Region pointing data

------------------------

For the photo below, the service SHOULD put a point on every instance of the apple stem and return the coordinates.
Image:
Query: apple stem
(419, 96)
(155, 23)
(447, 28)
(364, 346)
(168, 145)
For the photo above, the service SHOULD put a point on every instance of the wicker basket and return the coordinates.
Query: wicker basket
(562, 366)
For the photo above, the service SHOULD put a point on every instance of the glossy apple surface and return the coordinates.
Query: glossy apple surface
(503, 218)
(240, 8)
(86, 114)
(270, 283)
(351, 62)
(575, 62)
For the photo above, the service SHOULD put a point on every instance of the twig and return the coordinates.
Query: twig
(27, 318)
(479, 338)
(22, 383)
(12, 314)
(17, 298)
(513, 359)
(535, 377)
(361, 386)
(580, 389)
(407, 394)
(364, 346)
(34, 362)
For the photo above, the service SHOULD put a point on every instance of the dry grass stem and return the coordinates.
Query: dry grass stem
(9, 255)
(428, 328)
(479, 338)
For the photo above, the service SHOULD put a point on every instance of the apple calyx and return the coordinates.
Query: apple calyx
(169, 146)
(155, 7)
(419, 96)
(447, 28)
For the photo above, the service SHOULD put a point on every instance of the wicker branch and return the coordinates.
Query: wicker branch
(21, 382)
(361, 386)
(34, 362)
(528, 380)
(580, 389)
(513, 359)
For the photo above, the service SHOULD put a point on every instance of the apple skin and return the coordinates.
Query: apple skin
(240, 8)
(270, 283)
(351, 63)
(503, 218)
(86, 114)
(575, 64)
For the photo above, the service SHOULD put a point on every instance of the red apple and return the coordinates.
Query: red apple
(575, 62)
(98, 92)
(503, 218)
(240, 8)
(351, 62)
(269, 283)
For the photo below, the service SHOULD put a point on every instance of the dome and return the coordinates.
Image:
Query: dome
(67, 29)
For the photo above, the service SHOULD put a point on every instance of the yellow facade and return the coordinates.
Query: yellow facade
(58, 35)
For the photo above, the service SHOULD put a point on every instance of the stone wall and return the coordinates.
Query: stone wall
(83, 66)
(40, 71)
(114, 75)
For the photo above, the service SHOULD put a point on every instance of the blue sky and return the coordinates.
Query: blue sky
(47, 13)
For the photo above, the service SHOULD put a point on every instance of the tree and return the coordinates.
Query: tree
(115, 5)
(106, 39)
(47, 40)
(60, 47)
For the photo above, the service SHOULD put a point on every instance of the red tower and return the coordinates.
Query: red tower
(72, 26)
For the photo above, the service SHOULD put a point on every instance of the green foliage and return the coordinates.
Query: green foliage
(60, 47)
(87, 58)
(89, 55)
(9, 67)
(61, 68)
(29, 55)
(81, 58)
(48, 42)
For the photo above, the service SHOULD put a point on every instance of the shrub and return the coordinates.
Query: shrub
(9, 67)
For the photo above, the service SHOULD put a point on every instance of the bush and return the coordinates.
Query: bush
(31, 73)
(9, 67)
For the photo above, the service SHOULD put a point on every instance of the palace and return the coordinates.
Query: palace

------------------------

_Work to be completed:_ Repeat the data word for word, leaving out no line.

_Task output:_
For the photo below, the service SHOULD put a point on every instance of the apple stem and return the coordinates.
Image:
Query: apple stem
(419, 96)
(155, 23)
(447, 28)
(364, 346)
(168, 145)
For the photo above, the service SHOULD put a point on every instance of the wicker basket and return the coordinates.
Query: wicker basket
(562, 366)
For the photo above, the service SHOULD put a point on every instance of the glossy apple surface and return the coordinates.
Query: glossy apple surface
(503, 218)
(240, 8)
(86, 114)
(270, 283)
(351, 62)
(575, 62)
For the photo above, the service SHOULD put a point on every instance of the twig and return the coordinates.
Query: twig
(27, 318)
(479, 338)
(22, 383)
(12, 314)
(17, 298)
(513, 359)
(535, 377)
(361, 386)
(580, 389)
(407, 394)
(364, 346)
(34, 362)
For the photo above, the service SHOULD put a point on every instance of the dry grass stem and return the coordinates.
Query: dry grass stem
(9, 255)
(428, 328)
(479, 338)
For the photo above, the service SHOULD put a point on every instance of the apple calyx and return the coordinates.
Query: apple calyx
(169, 146)
(155, 7)
(419, 96)
(447, 28)
For the photo above, the service SHOULD put a point on every instance of the wicker branch and return the coordinates.
Query: wicker branch
(21, 382)
(361, 386)
(34, 362)
(528, 380)
(580, 389)
(513, 359)
For the photo above, the service SHOULD put a point on every instance of the apple skin and return the coordinates.
Query: apple skin
(240, 8)
(270, 283)
(351, 63)
(503, 218)
(86, 114)
(575, 64)
For the photo above, the service SHOULD put a point on every instance of the red apple and return the coordinates.
Query: red apple
(575, 62)
(98, 92)
(503, 218)
(240, 8)
(351, 62)
(269, 283)
For the photo below, the service SHOULD put a point on every instance of the dome and return the coordinates.
Image:
Query: dome
(67, 29)
For the photo above, the service SHOULD put a point on every instance of the yellow facade and return the coordinates.
Query: yellow facade
(58, 35)
For the photo above, the service SHOULD put a point on every instance of the stone wall and return the coordinates.
Query: stone wall
(83, 66)
(40, 71)
(114, 75)
For the photo above, the service SHOULD put a point on every instance of the blue sky and return the coordinates.
Query: blue sky
(47, 13)
For the photo above, the service SHOULD put a point on every instance of the tree and return the coordinates.
Query: tree
(115, 5)
(106, 39)
(47, 40)
(60, 47)
For the photo above, the service SHOULD put a point on every instance of the red tower and return the coordinates.
Query: red tower
(72, 26)
For the photo above, the service SHOULD put a point on every instance of the green foliage and return the coordinates.
Query: green foliage
(60, 47)
(87, 58)
(89, 55)
(9, 67)
(61, 68)
(29, 55)
(81, 58)
(48, 42)
For the photo above, the service SHOULD put a point on every instance of the shrub and return the coordinates.
Query: shrub
(9, 67)
For the photo above, the service SHOULD put a point on every instance of the bush and return the coordinates.
Query: bush
(31, 73)
(9, 67)
For the photo above, the service SHOULD put a point on every instance of the palace and return the coordinates.
Query: palace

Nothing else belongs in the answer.